▶ _Text passage_:
··········

Signs your body needs a detox
Beyond doing a mental recap of all the potentially toxic things in your life, there’s plenty of other surefire signs of an overloaded liver. Here are some of the more notable ones:
- Constant fatigue, regardless of how much sleep you get
- Rosacea, acne or itchy skin
- A strange thick coating on your tongue
- Bad breath
- Regularly congested sinuses or excess mucus
- Increased weight around the stomach or thighs that won’t budge
- Cravings for sugary foods
- Gas, bloating or regular stomach pain
- Gallbladder issues, or a gallbladder that’s already been removed
- Tendency to overheat easily
- Excess sweating
- Rapid mood swings or depression
- Overactive immune system or autoimmunity
- Chemical sensitivity, for example to certain washing powders, cleaning products, alcohol and certain perfumes and fragrances
If you’re suffering from at least three of these signs, there’s a good chance your liver may be in serious need of a detox. And I’ve yet to meet someone who hasn’t been suffering from three or more of these conditions — most people’s livers are in very dire straits indeed.
Some simple steps to detoxify your body
The purpose of this article isn’t to explore the vast array of detox programs that are circulating the net as we speak. There’s just too darn many to summarize in one post, and it’s my opinion that you don’t necessarily need a dedicated program or diet to detox your body anyway. Here are some simple steps to support your liver in its quest to rid your body of accumulated toxins.
Eat plenty of cruciferous vegetables
The family of crucifers includes broccoli, cabbage, cauliflower, collard greens, brussels sprouts, bok choy and arugula. All of these nifty little veggies contain glucosinates, natural compounds that help to increase detoxification and speed elimination of harmful toxins from the body. They’re so powerful that countless studies have even shown they can drastically reduce our risk of cancer.
Ideally, try to eat several ounces of cruciferous vegetables per day, three to four days per week to enjoy their awesome detoxifying effect. Any more, and there’s a small chance that they may start to interfere with thyroid function.

··········

▶ _Things to do_:
**a)** Please reproduce the detox passage word for word, starting with "Eat plenty of" and going on through "risk of cancer.".
**b)** Summarize the detox passage in two sentences.
**c)** In the detox passage, what risk comes with eating more cruciferous vegetables than the suggested amount?
The data after this passage plays no part in anything asked here.

··········

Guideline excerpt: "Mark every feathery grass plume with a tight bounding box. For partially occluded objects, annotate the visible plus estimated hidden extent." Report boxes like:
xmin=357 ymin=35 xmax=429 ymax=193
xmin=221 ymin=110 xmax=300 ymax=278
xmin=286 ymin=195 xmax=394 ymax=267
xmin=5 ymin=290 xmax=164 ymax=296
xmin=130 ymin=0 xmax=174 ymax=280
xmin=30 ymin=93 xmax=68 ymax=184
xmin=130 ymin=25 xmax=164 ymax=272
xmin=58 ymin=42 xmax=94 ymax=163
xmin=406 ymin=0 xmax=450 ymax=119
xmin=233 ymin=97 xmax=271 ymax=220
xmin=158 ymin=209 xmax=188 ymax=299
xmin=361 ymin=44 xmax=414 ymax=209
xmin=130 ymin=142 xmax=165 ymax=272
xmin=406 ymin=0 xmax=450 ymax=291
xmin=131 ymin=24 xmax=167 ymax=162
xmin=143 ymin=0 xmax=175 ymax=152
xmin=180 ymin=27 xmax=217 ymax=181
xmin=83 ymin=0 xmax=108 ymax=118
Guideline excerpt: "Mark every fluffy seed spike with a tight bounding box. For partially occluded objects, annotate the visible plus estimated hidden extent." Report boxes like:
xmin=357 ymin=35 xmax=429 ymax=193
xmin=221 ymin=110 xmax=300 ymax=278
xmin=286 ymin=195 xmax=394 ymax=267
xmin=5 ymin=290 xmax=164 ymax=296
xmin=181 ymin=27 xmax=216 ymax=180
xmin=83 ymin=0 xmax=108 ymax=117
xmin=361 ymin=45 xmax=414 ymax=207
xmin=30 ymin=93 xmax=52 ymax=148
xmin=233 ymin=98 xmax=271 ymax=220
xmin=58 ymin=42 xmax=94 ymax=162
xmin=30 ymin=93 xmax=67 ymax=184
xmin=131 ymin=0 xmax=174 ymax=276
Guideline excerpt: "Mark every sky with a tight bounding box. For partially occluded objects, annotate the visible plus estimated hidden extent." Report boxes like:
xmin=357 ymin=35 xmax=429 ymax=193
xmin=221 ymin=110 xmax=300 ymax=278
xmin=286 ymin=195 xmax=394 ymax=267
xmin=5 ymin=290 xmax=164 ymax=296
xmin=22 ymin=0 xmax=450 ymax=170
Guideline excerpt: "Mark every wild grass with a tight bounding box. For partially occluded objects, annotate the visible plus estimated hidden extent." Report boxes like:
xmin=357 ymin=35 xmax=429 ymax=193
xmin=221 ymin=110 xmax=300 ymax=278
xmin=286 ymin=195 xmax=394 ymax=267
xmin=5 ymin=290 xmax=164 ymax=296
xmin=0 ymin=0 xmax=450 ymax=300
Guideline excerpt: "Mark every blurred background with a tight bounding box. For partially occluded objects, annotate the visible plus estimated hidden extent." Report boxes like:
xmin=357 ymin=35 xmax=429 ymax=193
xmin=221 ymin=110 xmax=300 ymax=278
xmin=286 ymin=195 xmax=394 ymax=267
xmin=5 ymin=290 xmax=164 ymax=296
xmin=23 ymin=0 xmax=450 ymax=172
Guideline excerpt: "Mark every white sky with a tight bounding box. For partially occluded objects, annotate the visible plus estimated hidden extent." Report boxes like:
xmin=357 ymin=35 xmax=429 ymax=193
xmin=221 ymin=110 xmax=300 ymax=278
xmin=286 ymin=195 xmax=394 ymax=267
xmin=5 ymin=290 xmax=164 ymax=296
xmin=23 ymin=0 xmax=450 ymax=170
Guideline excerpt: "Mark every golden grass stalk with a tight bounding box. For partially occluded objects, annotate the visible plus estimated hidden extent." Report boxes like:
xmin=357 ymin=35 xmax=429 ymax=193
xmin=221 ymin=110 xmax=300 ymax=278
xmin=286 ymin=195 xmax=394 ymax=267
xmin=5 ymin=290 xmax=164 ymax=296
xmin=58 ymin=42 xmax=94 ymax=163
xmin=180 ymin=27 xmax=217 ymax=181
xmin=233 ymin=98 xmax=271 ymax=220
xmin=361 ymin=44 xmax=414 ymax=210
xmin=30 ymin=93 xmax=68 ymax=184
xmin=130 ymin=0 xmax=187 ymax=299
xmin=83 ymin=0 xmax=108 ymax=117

··········

▶ _Responses per task_:
**a)**
Eat plenty of cruciferous vegetables
The family of crucifers includes broccoli, cabbage, cauliflower, collard greens, brussels sprouts, bok choy and arugula. All of these nifty little veggies contain glucosinates, natural compounds that help to increase detoxification and speed elimination of harmful toxins from the body. They’re so powerful that countless studies have even shown they can drastically reduce our risk of cancer.

**b)** The detox passage lists signs of an overloaded liver, such as constant fatigue, skin problems, bad breath, sugar cravings and chemical sensitivity, and says that having at least three of them means the liver may need a detox. It then offers simple steps rather than a dedicated program, such as eating several ounces of cruciferous vegetables like broccoli and cabbage three to four days a week, because their glucosinates help speed the elimination of toxins.

**c)** There is a small chance they may start to interfere with thyroid function.